» What is expected:
Only a number is wanted: the count of lines in this listing that contain "facade".

BEGIN

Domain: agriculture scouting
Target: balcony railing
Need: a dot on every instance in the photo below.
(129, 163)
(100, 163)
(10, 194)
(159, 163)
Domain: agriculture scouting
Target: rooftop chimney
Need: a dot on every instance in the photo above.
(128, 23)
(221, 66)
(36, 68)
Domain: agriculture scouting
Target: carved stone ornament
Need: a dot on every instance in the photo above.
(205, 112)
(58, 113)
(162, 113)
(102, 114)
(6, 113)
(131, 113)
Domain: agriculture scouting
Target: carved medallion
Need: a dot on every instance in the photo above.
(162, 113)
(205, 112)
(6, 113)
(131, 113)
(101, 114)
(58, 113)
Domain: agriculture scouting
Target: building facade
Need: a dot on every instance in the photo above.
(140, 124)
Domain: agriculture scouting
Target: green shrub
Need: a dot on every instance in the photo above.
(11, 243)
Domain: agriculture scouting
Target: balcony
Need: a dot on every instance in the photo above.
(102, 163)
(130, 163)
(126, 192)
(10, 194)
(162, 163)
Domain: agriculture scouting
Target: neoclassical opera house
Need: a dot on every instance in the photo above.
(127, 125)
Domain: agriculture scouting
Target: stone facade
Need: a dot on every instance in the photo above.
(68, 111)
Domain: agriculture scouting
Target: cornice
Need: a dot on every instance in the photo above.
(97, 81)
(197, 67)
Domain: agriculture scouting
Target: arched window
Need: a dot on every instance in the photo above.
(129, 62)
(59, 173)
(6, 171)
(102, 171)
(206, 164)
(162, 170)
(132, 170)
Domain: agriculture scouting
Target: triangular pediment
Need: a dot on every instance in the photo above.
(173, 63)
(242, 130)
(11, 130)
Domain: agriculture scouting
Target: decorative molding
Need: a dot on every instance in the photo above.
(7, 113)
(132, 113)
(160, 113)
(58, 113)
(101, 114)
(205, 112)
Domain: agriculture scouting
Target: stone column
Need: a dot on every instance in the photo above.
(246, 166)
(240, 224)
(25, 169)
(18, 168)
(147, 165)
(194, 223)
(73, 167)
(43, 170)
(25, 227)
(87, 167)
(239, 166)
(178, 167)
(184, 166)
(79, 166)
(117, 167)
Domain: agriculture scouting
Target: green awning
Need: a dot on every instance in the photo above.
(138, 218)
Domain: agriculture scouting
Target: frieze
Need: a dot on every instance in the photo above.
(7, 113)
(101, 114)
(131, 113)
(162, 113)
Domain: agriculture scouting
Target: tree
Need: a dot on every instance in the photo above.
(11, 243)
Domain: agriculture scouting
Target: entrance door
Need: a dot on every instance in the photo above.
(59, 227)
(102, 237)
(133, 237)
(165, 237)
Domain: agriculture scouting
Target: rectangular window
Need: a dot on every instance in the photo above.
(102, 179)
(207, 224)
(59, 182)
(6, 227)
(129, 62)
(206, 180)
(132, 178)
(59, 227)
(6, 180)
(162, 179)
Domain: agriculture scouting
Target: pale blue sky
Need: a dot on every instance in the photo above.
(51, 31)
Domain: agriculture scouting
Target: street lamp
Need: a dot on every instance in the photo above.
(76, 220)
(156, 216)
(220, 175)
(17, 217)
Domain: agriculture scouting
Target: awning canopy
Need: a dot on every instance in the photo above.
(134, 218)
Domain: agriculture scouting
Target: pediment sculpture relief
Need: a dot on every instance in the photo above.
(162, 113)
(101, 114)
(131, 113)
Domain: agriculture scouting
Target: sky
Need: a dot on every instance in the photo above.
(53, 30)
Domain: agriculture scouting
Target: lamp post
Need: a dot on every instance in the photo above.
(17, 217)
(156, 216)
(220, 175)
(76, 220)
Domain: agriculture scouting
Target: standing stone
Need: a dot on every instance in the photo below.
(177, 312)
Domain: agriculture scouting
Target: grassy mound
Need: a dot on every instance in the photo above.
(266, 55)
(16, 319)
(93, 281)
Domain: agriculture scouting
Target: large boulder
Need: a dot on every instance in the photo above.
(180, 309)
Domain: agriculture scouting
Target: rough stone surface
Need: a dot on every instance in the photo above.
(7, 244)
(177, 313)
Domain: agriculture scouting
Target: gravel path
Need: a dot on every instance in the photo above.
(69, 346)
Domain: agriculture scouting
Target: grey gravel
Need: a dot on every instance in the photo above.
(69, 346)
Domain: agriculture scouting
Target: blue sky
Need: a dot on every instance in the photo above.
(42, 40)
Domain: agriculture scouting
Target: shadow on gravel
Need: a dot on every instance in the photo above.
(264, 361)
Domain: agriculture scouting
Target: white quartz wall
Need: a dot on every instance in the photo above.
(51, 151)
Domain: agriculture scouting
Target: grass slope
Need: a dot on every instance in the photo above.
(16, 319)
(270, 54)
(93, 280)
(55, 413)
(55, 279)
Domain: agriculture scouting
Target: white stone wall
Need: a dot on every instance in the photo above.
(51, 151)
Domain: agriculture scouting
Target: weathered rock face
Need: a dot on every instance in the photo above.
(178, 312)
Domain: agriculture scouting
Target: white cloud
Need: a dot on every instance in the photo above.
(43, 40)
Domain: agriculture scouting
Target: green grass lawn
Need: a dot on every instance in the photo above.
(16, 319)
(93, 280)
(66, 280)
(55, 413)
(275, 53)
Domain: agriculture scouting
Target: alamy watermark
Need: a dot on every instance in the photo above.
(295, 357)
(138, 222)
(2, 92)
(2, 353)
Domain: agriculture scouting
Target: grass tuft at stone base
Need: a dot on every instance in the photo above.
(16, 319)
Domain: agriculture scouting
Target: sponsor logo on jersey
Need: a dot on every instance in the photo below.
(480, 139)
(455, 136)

END
BEGIN

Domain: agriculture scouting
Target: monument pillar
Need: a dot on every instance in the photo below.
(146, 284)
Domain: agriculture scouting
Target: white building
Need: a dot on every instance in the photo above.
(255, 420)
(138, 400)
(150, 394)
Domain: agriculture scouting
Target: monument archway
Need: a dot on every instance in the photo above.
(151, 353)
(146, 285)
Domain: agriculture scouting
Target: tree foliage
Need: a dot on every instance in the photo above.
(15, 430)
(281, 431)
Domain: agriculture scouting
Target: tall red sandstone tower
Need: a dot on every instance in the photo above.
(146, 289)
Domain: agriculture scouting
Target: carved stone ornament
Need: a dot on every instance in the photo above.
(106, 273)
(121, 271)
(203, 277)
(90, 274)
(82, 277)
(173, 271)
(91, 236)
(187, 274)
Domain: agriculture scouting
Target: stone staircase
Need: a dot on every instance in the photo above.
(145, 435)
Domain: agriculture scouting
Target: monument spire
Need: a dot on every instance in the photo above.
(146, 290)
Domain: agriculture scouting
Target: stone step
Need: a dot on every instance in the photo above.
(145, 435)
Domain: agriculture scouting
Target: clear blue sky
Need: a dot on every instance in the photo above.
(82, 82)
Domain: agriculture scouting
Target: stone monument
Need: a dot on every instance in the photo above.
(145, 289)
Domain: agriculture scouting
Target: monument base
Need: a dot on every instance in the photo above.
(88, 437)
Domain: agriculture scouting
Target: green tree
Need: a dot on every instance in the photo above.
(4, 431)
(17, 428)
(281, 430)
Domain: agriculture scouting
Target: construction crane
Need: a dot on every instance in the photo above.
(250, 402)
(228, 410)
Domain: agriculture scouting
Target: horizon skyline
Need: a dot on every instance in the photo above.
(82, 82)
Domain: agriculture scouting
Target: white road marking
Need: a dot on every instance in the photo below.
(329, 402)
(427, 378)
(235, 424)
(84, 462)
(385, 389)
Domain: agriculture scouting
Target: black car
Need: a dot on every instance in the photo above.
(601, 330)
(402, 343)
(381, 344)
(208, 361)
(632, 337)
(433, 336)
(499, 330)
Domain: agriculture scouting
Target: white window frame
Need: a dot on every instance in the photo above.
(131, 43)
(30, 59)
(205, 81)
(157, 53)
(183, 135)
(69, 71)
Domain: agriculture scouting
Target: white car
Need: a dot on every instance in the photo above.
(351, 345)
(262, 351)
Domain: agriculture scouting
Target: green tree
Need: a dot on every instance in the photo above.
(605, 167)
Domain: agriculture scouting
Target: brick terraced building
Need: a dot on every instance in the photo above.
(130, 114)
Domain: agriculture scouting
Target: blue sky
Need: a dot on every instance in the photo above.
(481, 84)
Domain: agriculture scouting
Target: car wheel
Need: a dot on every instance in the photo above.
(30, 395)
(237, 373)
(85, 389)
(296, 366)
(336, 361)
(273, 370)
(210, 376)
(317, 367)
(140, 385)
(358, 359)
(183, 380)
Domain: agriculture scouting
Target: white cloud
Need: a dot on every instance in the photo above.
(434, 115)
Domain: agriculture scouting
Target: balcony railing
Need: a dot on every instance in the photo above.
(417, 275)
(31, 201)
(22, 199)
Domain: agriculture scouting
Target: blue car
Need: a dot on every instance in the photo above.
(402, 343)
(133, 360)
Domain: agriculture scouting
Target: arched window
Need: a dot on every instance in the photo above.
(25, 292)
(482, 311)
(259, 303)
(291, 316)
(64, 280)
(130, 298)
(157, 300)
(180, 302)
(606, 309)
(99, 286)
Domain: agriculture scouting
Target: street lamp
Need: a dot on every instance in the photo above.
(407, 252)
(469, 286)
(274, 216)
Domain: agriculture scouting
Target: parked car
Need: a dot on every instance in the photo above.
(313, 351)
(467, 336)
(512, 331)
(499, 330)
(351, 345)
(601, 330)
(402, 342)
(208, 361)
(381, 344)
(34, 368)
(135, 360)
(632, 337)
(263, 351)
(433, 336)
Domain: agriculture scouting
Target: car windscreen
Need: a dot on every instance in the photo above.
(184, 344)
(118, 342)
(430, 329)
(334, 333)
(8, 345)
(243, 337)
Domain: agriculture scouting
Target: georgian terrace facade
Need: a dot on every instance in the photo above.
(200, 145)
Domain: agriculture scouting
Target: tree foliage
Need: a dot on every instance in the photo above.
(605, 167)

END
BEGIN

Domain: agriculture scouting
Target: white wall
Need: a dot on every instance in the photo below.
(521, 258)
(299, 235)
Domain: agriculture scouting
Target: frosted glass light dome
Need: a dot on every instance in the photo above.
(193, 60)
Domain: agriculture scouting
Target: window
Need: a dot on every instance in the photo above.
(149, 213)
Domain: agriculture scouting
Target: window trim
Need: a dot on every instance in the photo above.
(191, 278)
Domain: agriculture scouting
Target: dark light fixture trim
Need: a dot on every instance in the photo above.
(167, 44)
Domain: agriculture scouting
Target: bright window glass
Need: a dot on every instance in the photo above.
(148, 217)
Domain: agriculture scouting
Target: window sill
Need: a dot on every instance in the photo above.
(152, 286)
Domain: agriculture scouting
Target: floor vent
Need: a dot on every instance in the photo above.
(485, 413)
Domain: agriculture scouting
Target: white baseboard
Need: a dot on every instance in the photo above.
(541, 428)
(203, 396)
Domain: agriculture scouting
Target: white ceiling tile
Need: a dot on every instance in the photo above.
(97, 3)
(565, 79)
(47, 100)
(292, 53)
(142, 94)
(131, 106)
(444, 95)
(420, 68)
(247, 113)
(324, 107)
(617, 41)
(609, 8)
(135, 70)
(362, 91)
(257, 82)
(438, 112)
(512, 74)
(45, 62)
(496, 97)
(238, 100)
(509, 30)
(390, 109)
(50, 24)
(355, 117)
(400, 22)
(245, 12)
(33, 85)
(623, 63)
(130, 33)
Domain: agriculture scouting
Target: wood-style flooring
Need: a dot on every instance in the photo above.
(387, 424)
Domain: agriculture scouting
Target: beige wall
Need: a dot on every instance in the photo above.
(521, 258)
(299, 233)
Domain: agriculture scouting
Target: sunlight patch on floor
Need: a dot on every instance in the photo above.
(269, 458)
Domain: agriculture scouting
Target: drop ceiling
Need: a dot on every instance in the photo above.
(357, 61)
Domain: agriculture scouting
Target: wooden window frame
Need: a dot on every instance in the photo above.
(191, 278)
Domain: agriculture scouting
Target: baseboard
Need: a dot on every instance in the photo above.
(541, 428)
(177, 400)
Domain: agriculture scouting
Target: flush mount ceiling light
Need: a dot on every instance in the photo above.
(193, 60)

END

» Completed task:
3